━━ Page excerpt ━━
Models that are accurate on extremely diverse data

Before we discuss the accuracy of models, we have to start with how we actually measure it at scale. In this respect, we have leveraged our experience from prior AI endeavors. vRad runs the imaging models during validation in parallel with production flows. As an imaging study is ingested into the PACS, it is sent directly to validation models for processing. In turn, as soon as the radiologist on the platform completes their report for the scan, we use it to establish the ground truth. We used our Natural Language Processing (NLP) algorithms to automatically read these reports to assign whether the current scan is positive or negative for ICH. Thus, the sensitivity and specificity of a model can be measured in real-time this way on real-world data.

AI models often perform well in the lab, but when tried in a real-world clinical workflow, it does not live up to expectations. This is a combination of problems. The idea of a diverse, heterogeneous cohort of patients is well discussed in the space of medical imaging. In this case, Qure.ai’s model was measured with a cohort of patients representative of the entire US population – with studies from all 50 states flowing through the model and being reported against.
━━━
━━ Record excerpts ━━
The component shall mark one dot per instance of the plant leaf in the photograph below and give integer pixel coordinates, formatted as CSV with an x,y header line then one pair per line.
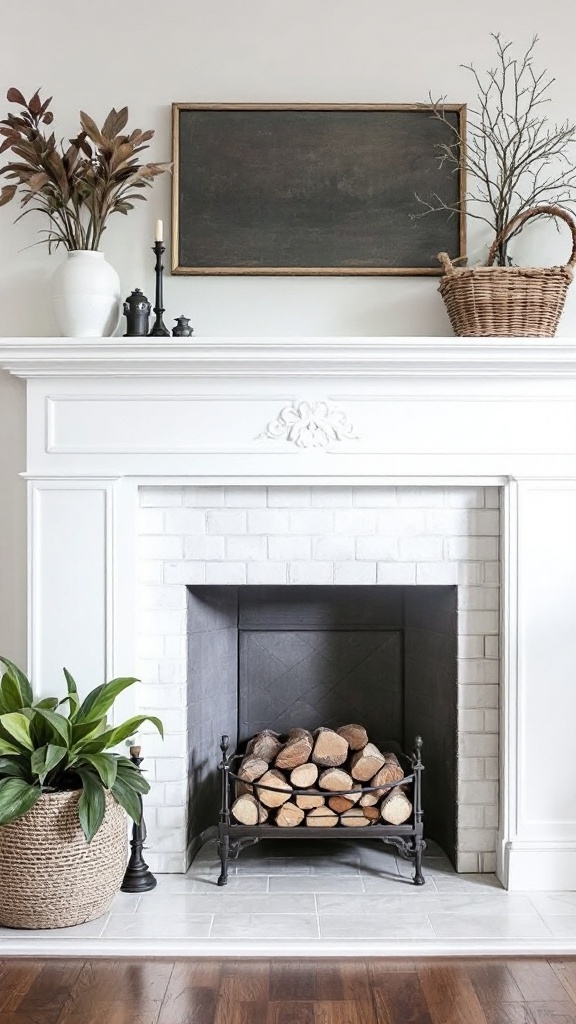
x,y
47,704
16,797
60,725
17,726
132,775
15,686
106,765
91,806
101,698
13,767
6,748
130,726
46,758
━━━
- _Activity_
Write the next part of the passage on measuring the accuracy of imaging models, beginning right after its final sentence. The lines above are not required for what follows.

- _Answer area_
Less commonly discussed are the challenges with the uniqueness of data that is a hospital or even imaging device-specific. vRad receives images from over 150,000 unique imaging devices in over 2,000 facilities. At a study level, different facilities can have many different study protocols – varying amounts of contrast, varying radiation dosages, varying slice thicknesses, and other considerations can change how well a human radiologist can evaluate a study, let alone the AI model.

Just like human radiologists, AI models do their best if they see consistent images at pixel level despite the data diversity. Nobody would want to recalibrate their decision process just because different manufacturers chose to use different post-processing techniques. For example, image characteristics of a thin slice CT scan are quite different from a 5mm thick scan with the former being considerably noisier. Both AI and doctors are sure to be confused if asked to decide whether those subtle hyperdense dots that they see on a thin slice scan are just noise or symptoms of diffuse axonal injury. Therefore, we invested considerably in making sure the diverse data is pre-processed into highly consistent raw pixel data. We discuss more in the following section.

A thin slice CT (left) vs a thick slice one (right)

A thin slice CT (left) vs a thick slice one (right)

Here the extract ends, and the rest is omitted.